◆ **Directions for this task**: All lines from the one containing "FIND: deep blue water" down to the final line of the entries below: return them exactly.

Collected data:
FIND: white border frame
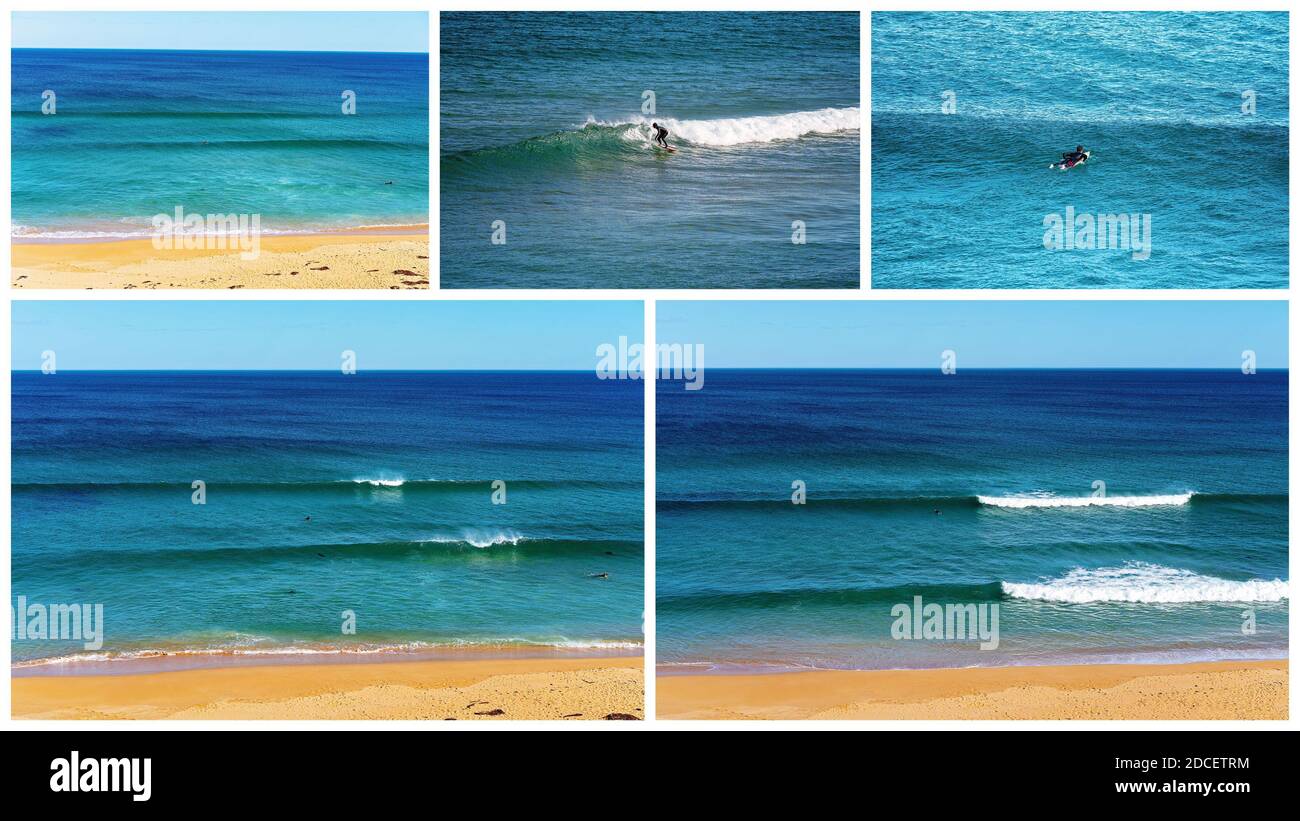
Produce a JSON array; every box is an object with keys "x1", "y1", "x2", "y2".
[{"x1": 2, "y1": 0, "x2": 1294, "y2": 732}]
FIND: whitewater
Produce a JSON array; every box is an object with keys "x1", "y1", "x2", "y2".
[
  {"x1": 589, "y1": 106, "x2": 859, "y2": 147},
  {"x1": 1003, "y1": 563, "x2": 1289, "y2": 604}
]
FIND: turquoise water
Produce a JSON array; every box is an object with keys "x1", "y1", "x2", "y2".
[
  {"x1": 13, "y1": 371, "x2": 643, "y2": 670},
  {"x1": 658, "y1": 369, "x2": 1287, "y2": 671},
  {"x1": 441, "y1": 12, "x2": 860, "y2": 288},
  {"x1": 873, "y1": 12, "x2": 1288, "y2": 288},
  {"x1": 11, "y1": 49, "x2": 429, "y2": 238}
]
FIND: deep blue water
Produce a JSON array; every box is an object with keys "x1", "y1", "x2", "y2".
[
  {"x1": 11, "y1": 49, "x2": 429, "y2": 238},
  {"x1": 872, "y1": 12, "x2": 1288, "y2": 288},
  {"x1": 441, "y1": 12, "x2": 860, "y2": 288},
  {"x1": 12, "y1": 372, "x2": 643, "y2": 668},
  {"x1": 658, "y1": 369, "x2": 1288, "y2": 671}
]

◆ **Response area**:
FIND: deep blue water
Produce a JSON array; every box is an object with keys "x1", "y1", "x2", "y2".
[
  {"x1": 11, "y1": 49, "x2": 429, "y2": 238},
  {"x1": 872, "y1": 12, "x2": 1288, "y2": 288},
  {"x1": 441, "y1": 12, "x2": 860, "y2": 288},
  {"x1": 12, "y1": 372, "x2": 643, "y2": 668},
  {"x1": 658, "y1": 369, "x2": 1288, "y2": 671}
]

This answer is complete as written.